**RECORD SET:**
*-*-*
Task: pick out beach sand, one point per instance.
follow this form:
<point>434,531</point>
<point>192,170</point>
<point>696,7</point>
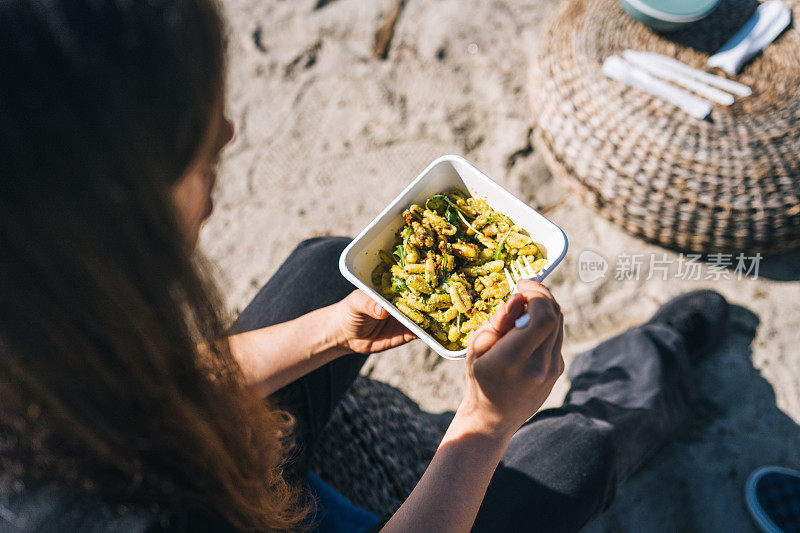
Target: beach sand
<point>327,135</point>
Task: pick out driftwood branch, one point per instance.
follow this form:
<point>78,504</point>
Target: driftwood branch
<point>383,37</point>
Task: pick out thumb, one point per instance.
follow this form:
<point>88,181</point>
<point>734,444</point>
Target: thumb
<point>359,302</point>
<point>498,325</point>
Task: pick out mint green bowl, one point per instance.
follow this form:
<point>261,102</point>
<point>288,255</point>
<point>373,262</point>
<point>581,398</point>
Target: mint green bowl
<point>669,15</point>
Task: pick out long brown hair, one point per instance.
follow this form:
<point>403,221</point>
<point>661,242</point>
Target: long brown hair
<point>100,306</point>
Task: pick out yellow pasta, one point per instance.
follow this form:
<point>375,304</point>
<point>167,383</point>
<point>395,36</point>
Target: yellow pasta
<point>445,271</point>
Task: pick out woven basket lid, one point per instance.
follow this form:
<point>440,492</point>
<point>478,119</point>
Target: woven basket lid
<point>730,183</point>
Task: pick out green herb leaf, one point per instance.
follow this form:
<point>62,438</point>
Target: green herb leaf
<point>435,202</point>
<point>500,246</point>
<point>399,285</point>
<point>400,253</point>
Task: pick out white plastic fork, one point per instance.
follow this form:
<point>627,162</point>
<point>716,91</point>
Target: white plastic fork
<point>520,271</point>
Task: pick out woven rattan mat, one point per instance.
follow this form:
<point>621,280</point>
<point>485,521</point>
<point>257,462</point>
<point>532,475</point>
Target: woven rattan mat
<point>729,183</point>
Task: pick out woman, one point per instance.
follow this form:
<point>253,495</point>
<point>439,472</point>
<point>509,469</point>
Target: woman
<point>125,403</point>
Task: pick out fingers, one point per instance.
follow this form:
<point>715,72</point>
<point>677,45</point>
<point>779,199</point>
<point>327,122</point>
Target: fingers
<point>520,343</point>
<point>500,323</point>
<point>546,361</point>
<point>361,303</point>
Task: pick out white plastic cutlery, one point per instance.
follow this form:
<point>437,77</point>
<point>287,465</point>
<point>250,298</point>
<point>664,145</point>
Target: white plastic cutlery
<point>769,21</point>
<point>666,73</point>
<point>733,87</point>
<point>620,70</point>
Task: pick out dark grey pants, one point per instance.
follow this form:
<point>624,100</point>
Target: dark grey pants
<point>564,465</point>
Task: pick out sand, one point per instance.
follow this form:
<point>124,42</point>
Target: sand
<point>327,136</point>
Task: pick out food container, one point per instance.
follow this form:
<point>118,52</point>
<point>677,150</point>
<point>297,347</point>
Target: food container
<point>361,256</point>
<point>669,15</point>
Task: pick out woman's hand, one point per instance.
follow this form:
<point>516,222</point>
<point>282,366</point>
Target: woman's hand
<point>366,327</point>
<point>511,368</point>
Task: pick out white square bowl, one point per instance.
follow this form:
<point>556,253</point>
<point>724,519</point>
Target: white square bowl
<point>361,256</point>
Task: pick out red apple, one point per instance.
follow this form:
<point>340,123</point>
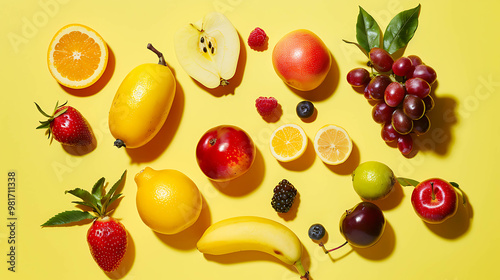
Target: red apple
<point>225,152</point>
<point>301,60</point>
<point>434,200</point>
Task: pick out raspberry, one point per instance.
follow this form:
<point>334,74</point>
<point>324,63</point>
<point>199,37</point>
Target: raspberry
<point>266,105</point>
<point>257,38</point>
<point>283,197</point>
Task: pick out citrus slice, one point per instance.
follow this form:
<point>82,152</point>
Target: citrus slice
<point>332,144</point>
<point>77,56</point>
<point>288,142</point>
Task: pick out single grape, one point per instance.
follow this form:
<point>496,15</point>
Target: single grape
<point>405,144</point>
<point>418,87</point>
<point>394,94</point>
<point>402,66</point>
<point>316,232</point>
<point>382,112</point>
<point>413,106</point>
<point>401,122</point>
<point>381,59</point>
<point>429,103</point>
<point>377,85</point>
<point>422,125</point>
<point>388,132</point>
<point>358,77</point>
<point>366,93</point>
<point>415,60</point>
<point>424,72</point>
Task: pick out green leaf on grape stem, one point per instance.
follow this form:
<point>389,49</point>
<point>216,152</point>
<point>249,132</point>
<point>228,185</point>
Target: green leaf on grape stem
<point>401,29</point>
<point>368,33</point>
<point>407,182</point>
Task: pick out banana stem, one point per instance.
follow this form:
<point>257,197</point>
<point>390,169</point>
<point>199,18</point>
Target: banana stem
<point>159,54</point>
<point>300,268</point>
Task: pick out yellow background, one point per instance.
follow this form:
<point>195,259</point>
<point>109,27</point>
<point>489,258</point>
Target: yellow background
<point>460,41</point>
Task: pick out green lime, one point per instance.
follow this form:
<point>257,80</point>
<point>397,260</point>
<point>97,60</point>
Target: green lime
<point>373,180</point>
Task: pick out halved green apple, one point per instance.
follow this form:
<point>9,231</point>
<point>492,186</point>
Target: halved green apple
<point>208,50</point>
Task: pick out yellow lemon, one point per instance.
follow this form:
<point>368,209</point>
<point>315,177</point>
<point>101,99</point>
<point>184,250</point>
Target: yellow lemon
<point>142,103</point>
<point>167,200</point>
<point>332,144</point>
<point>288,142</point>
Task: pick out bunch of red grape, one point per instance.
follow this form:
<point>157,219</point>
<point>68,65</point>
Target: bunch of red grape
<point>400,90</point>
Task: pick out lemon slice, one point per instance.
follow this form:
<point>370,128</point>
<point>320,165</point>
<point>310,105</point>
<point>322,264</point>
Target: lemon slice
<point>288,142</point>
<point>77,56</point>
<point>332,144</point>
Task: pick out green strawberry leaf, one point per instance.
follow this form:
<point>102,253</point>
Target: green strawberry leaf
<point>41,111</point>
<point>401,29</point>
<point>97,191</point>
<point>407,182</point>
<point>68,217</point>
<point>86,198</point>
<point>368,32</point>
<point>110,196</point>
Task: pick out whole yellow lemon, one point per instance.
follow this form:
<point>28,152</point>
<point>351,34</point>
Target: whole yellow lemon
<point>167,200</point>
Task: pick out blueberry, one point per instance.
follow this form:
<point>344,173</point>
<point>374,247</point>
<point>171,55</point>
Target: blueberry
<point>317,231</point>
<point>305,109</point>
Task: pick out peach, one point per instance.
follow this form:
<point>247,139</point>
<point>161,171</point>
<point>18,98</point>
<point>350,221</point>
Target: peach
<point>301,59</point>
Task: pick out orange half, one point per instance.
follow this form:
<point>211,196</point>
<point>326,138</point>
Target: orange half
<point>332,144</point>
<point>77,56</point>
<point>288,142</point>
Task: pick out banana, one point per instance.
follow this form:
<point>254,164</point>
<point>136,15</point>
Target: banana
<point>253,233</point>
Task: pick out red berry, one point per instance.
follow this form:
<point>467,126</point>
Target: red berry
<point>107,239</point>
<point>68,126</point>
<point>266,105</point>
<point>257,38</point>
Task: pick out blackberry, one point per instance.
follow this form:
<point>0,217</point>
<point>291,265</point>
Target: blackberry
<point>316,232</point>
<point>283,197</point>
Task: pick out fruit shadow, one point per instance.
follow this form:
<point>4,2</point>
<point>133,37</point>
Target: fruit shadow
<point>392,200</point>
<point>100,83</point>
<point>457,225</point>
<point>304,162</point>
<point>443,117</point>
<point>324,241</point>
<point>235,81</point>
<point>254,256</point>
<point>154,148</point>
<point>187,239</point>
<point>247,182</point>
<point>326,88</point>
<point>383,248</point>
<point>348,166</point>
<point>127,262</point>
<point>81,150</point>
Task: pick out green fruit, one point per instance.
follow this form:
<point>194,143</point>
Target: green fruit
<point>373,180</point>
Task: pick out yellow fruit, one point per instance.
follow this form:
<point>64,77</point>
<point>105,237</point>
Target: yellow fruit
<point>142,103</point>
<point>288,142</point>
<point>77,56</point>
<point>167,200</point>
<point>332,144</point>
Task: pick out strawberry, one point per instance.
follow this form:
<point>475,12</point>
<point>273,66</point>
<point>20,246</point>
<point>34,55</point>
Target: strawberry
<point>67,126</point>
<point>106,237</point>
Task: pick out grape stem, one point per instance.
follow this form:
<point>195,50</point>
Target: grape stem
<point>331,250</point>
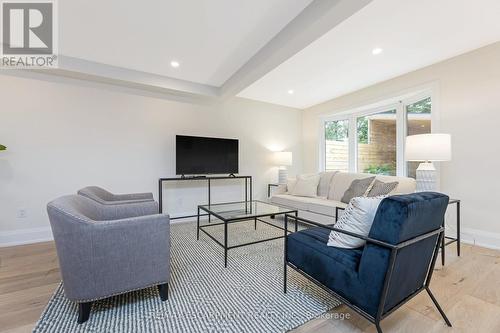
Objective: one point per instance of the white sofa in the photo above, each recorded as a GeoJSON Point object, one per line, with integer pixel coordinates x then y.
{"type": "Point", "coordinates": [331, 188]}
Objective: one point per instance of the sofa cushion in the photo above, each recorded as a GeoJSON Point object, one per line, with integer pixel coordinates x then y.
{"type": "Point", "coordinates": [357, 218]}
{"type": "Point", "coordinates": [315, 205]}
{"type": "Point", "coordinates": [314, 239]}
{"type": "Point", "coordinates": [358, 188]}
{"type": "Point", "coordinates": [306, 186]}
{"type": "Point", "coordinates": [380, 188]}
{"type": "Point", "coordinates": [324, 206]}
{"type": "Point", "coordinates": [341, 181]}
{"type": "Point", "coordinates": [335, 268]}
{"type": "Point", "coordinates": [324, 183]}
{"type": "Point", "coordinates": [300, 203]}
{"type": "Point", "coordinates": [406, 185]}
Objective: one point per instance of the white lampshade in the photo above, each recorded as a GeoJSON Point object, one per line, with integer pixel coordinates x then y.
{"type": "Point", "coordinates": [428, 147]}
{"type": "Point", "coordinates": [283, 158]}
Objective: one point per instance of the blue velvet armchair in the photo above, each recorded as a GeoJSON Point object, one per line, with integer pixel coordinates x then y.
{"type": "Point", "coordinates": [395, 264]}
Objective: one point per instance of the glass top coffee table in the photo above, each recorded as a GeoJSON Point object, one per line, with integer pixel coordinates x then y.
{"type": "Point", "coordinates": [234, 212]}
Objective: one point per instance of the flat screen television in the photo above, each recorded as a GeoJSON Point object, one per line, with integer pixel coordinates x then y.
{"type": "Point", "coordinates": [202, 156]}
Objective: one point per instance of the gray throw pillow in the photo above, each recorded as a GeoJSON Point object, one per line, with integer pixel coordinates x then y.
{"type": "Point", "coordinates": [381, 188]}
{"type": "Point", "coordinates": [357, 188]}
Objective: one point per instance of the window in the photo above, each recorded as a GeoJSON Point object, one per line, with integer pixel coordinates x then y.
{"type": "Point", "coordinates": [418, 121]}
{"type": "Point", "coordinates": [337, 145]}
{"type": "Point", "coordinates": [376, 136]}
{"type": "Point", "coordinates": [372, 140]}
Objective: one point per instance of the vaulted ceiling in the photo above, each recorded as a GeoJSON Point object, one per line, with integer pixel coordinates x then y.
{"type": "Point", "coordinates": [289, 52]}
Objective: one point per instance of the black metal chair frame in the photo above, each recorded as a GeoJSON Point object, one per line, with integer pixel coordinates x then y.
{"type": "Point", "coordinates": [394, 251]}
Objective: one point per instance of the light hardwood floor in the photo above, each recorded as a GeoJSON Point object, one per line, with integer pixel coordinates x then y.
{"type": "Point", "coordinates": [468, 288]}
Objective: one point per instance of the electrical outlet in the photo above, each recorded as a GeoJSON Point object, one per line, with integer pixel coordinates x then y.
{"type": "Point", "coordinates": [22, 213]}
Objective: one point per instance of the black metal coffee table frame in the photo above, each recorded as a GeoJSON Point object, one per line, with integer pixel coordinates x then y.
{"type": "Point", "coordinates": [226, 221]}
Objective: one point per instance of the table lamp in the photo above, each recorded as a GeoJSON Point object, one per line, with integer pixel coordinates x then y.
{"type": "Point", "coordinates": [283, 159]}
{"type": "Point", "coordinates": [427, 148]}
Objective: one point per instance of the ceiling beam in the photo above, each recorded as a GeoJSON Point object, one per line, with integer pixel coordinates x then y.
{"type": "Point", "coordinates": [313, 22]}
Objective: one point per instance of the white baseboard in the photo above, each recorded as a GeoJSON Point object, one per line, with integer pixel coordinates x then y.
{"type": "Point", "coordinates": [481, 238]}
{"type": "Point", "coordinates": [25, 236]}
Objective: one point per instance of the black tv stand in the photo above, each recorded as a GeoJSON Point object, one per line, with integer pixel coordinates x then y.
{"type": "Point", "coordinates": [192, 177]}
{"type": "Point", "coordinates": [209, 180]}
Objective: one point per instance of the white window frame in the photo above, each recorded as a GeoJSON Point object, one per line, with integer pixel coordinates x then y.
{"type": "Point", "coordinates": [395, 103]}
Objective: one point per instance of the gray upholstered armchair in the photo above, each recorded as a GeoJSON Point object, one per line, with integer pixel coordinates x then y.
{"type": "Point", "coordinates": [106, 250]}
{"type": "Point", "coordinates": [107, 198]}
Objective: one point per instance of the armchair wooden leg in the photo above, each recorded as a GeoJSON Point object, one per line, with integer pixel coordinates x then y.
{"type": "Point", "coordinates": [438, 307]}
{"type": "Point", "coordinates": [163, 290]}
{"type": "Point", "coordinates": [84, 312]}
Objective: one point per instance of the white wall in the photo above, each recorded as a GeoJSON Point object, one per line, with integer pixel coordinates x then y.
{"type": "Point", "coordinates": [64, 134]}
{"type": "Point", "coordinates": [467, 96]}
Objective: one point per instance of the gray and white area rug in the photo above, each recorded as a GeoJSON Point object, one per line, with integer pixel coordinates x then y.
{"type": "Point", "coordinates": [204, 296]}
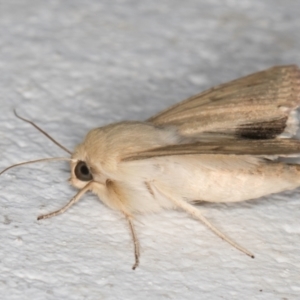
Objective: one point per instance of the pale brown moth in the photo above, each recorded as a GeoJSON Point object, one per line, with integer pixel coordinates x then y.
{"type": "Point", "coordinates": [222, 145]}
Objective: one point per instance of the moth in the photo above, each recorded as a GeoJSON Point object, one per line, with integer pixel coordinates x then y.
{"type": "Point", "coordinates": [223, 145]}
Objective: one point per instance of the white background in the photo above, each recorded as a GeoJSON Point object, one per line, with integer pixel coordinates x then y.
{"type": "Point", "coordinates": [74, 65]}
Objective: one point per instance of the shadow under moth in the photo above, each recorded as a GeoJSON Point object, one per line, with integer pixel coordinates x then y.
{"type": "Point", "coordinates": [223, 145]}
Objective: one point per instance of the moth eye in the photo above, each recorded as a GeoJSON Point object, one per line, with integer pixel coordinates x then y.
{"type": "Point", "coordinates": [82, 172]}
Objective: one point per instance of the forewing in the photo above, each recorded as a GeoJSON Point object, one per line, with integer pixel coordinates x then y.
{"type": "Point", "coordinates": [257, 106]}
{"type": "Point", "coordinates": [276, 147]}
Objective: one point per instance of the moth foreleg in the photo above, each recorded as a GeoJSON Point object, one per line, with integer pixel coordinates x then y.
{"type": "Point", "coordinates": [135, 242]}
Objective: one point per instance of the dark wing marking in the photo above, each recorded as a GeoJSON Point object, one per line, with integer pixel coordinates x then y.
{"type": "Point", "coordinates": [278, 147]}
{"type": "Point", "coordinates": [257, 106]}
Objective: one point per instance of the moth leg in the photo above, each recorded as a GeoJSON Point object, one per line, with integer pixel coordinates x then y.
{"type": "Point", "coordinates": [135, 242]}
{"type": "Point", "coordinates": [196, 213]}
{"type": "Point", "coordinates": [75, 199]}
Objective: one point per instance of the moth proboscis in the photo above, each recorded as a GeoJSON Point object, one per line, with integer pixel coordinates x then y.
{"type": "Point", "coordinates": [223, 145]}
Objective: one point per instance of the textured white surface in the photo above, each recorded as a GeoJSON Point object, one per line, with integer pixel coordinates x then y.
{"type": "Point", "coordinates": [74, 65]}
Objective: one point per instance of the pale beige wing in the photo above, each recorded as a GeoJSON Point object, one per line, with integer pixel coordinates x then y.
{"type": "Point", "coordinates": [275, 147]}
{"type": "Point", "coordinates": [257, 106]}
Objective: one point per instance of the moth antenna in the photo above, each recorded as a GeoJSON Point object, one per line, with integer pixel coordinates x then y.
{"type": "Point", "coordinates": [43, 132]}
{"type": "Point", "coordinates": [34, 161]}
{"type": "Point", "coordinates": [75, 199]}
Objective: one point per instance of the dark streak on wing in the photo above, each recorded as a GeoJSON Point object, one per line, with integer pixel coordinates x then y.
{"type": "Point", "coordinates": [262, 130]}
{"type": "Point", "coordinates": [279, 147]}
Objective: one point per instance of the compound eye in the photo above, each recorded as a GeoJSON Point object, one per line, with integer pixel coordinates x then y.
{"type": "Point", "coordinates": [82, 172]}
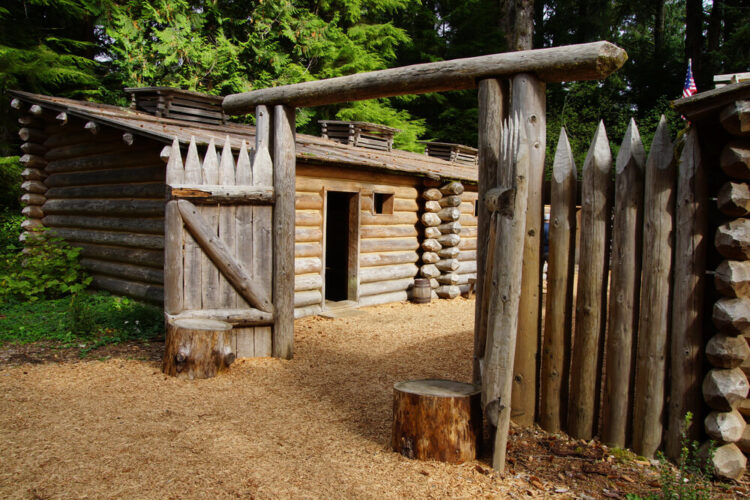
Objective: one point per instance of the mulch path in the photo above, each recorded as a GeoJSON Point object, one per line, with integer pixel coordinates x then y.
{"type": "Point", "coordinates": [318, 426]}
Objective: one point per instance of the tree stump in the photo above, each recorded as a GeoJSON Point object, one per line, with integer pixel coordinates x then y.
{"type": "Point", "coordinates": [197, 348]}
{"type": "Point", "coordinates": [436, 420]}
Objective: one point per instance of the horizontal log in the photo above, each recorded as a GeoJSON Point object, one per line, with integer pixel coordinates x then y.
{"type": "Point", "coordinates": [306, 234]}
{"type": "Point", "coordinates": [147, 292]}
{"type": "Point", "coordinates": [387, 258]}
{"type": "Point", "coordinates": [429, 271]}
{"type": "Point", "coordinates": [307, 298]}
{"type": "Point", "coordinates": [389, 219]}
{"type": "Point", "coordinates": [388, 245]}
{"type": "Point", "coordinates": [116, 176]}
{"type": "Point", "coordinates": [735, 118]}
{"type": "Point", "coordinates": [308, 201]}
{"type": "Point", "coordinates": [150, 241]}
{"type": "Point", "coordinates": [468, 220]}
{"type": "Point", "coordinates": [467, 244]}
{"type": "Point", "coordinates": [226, 195]}
{"type": "Point", "coordinates": [146, 158]}
{"type": "Point", "coordinates": [732, 239]}
{"type": "Point", "coordinates": [134, 225]}
{"type": "Point", "coordinates": [308, 218]}
{"type": "Point", "coordinates": [303, 312]}
{"type": "Point", "coordinates": [32, 161]}
{"type": "Point", "coordinates": [235, 317]}
{"type": "Point", "coordinates": [385, 273]}
{"type": "Point", "coordinates": [308, 282]}
{"type": "Point", "coordinates": [85, 149]}
{"type": "Point", "coordinates": [37, 187]}
{"type": "Point", "coordinates": [307, 265]}
{"type": "Point", "coordinates": [33, 174]}
{"type": "Point", "coordinates": [467, 267]}
{"type": "Point", "coordinates": [449, 252]}
{"type": "Point", "coordinates": [31, 135]}
{"type": "Point", "coordinates": [372, 182]}
{"type": "Point", "coordinates": [576, 62]}
{"type": "Point", "coordinates": [430, 257]}
{"type": "Point", "coordinates": [732, 316]}
{"type": "Point", "coordinates": [122, 270]}
{"type": "Point", "coordinates": [387, 231]}
{"type": "Point", "coordinates": [727, 351]}
{"type": "Point", "coordinates": [127, 208]}
{"type": "Point", "coordinates": [734, 199]}
{"type": "Point", "coordinates": [382, 287]}
{"type": "Point", "coordinates": [154, 190]}
{"type": "Point", "coordinates": [308, 250]}
{"type": "Point", "coordinates": [430, 219]}
{"type": "Point", "coordinates": [384, 298]}
{"type": "Point", "coordinates": [34, 211]}
{"type": "Point", "coordinates": [432, 206]}
{"type": "Point", "coordinates": [735, 159]}
{"type": "Point", "coordinates": [724, 389]}
{"type": "Point", "coordinates": [450, 201]}
{"type": "Point", "coordinates": [432, 194]}
{"type": "Point", "coordinates": [33, 199]}
{"type": "Point", "coordinates": [732, 278]}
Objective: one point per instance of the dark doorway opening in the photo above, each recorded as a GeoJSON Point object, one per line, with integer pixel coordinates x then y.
{"type": "Point", "coordinates": [342, 210]}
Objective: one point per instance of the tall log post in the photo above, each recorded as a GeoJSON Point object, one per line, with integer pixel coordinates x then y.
{"type": "Point", "coordinates": [592, 280]}
{"type": "Point", "coordinates": [283, 231]}
{"type": "Point", "coordinates": [491, 108]}
{"type": "Point", "coordinates": [528, 97]}
{"type": "Point", "coordinates": [559, 315]}
{"type": "Point", "coordinates": [626, 274]}
{"type": "Point", "coordinates": [507, 204]}
{"type": "Point", "coordinates": [691, 238]}
{"type": "Point", "coordinates": [654, 318]}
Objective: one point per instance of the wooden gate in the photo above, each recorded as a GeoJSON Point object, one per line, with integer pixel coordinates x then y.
{"type": "Point", "coordinates": [223, 259]}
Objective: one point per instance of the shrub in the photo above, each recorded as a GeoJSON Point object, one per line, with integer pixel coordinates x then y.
{"type": "Point", "coordinates": [47, 269]}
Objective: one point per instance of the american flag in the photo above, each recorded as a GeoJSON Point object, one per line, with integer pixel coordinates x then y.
{"type": "Point", "coordinates": [689, 88]}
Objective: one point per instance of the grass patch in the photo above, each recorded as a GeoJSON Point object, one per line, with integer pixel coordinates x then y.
{"type": "Point", "coordinates": [89, 319]}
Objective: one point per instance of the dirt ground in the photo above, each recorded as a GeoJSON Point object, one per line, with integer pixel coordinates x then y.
{"type": "Point", "coordinates": [314, 427]}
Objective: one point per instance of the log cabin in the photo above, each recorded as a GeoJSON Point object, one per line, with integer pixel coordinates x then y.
{"type": "Point", "coordinates": [369, 218]}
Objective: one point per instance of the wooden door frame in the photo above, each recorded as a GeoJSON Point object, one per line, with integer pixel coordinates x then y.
{"type": "Point", "coordinates": [355, 205]}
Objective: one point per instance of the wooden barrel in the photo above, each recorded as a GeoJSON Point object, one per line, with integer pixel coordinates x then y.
{"type": "Point", "coordinates": [422, 292]}
{"type": "Point", "coordinates": [436, 420]}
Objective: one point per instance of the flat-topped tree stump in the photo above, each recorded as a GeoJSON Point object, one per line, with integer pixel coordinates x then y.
{"type": "Point", "coordinates": [197, 348]}
{"type": "Point", "coordinates": [436, 420]}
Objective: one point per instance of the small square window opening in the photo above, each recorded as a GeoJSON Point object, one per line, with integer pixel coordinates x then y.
{"type": "Point", "coordinates": [382, 203]}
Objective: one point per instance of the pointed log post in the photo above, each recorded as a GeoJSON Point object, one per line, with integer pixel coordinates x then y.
{"type": "Point", "coordinates": [559, 315]}
{"type": "Point", "coordinates": [626, 280]}
{"type": "Point", "coordinates": [592, 283]}
{"type": "Point", "coordinates": [283, 231]}
{"type": "Point", "coordinates": [491, 109]}
{"type": "Point", "coordinates": [508, 205]}
{"type": "Point", "coordinates": [528, 97]}
{"type": "Point", "coordinates": [653, 325]}
{"type": "Point", "coordinates": [687, 338]}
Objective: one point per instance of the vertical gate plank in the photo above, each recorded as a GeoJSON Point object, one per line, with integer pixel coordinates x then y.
{"type": "Point", "coordinates": [625, 287]}
{"type": "Point", "coordinates": [687, 317]}
{"type": "Point", "coordinates": [263, 251]}
{"type": "Point", "coordinates": [653, 325]}
{"type": "Point", "coordinates": [173, 273]}
{"type": "Point", "coordinates": [193, 256]}
{"type": "Point", "coordinates": [244, 336]}
{"type": "Point", "coordinates": [559, 316]}
{"type": "Point", "coordinates": [528, 97]}
{"type": "Point", "coordinates": [283, 225]}
{"type": "Point", "coordinates": [209, 272]}
{"type": "Point", "coordinates": [491, 111]}
{"type": "Point", "coordinates": [592, 287]}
*-*-*
**TASK REQUIREMENTS:** Lines wanted from the listing above: the line with "Task: pick out green lime, one" up to and including the line with "<point>374,247</point>". Please write them out exactly, adding nothing else.

**TASK RESPONSE:**
Task: pick out green lime, one point per instance.
follow this form:
<point>257,80</point>
<point>397,260</point>
<point>97,60</point>
Target: green lime
<point>373,180</point>
Task: pick out halved green apple, one point per instance.
follow this form:
<point>9,231</point>
<point>492,186</point>
Target: halved green apple
<point>208,50</point>
Task: pick out yellow lemon, one point per instance.
follow this form:
<point>368,209</point>
<point>315,177</point>
<point>101,99</point>
<point>184,250</point>
Target: yellow lemon
<point>142,103</point>
<point>167,200</point>
<point>332,144</point>
<point>288,142</point>
Task: pick out bunch of red grape, one point per instance.
follow this form:
<point>157,219</point>
<point>68,65</point>
Target: bunch of red grape
<point>400,90</point>
Task: pick out lemon slice, one point per instance.
follow this form:
<point>370,128</point>
<point>320,165</point>
<point>310,105</point>
<point>322,264</point>
Target: lemon slice
<point>288,142</point>
<point>77,56</point>
<point>332,144</point>
Task: pick out green strawberry leaf, one point per instance.
follow this form:
<point>102,253</point>
Target: green strawberry leaf
<point>41,111</point>
<point>401,29</point>
<point>97,191</point>
<point>407,182</point>
<point>68,217</point>
<point>86,198</point>
<point>368,32</point>
<point>110,196</point>
Task: pick out whole yellow lemon, one point per instance.
follow this form:
<point>28,152</point>
<point>351,34</point>
Target: whole yellow lemon
<point>167,200</point>
Task: pick out blueberry, one point per instance.
follow this form:
<point>344,173</point>
<point>374,247</point>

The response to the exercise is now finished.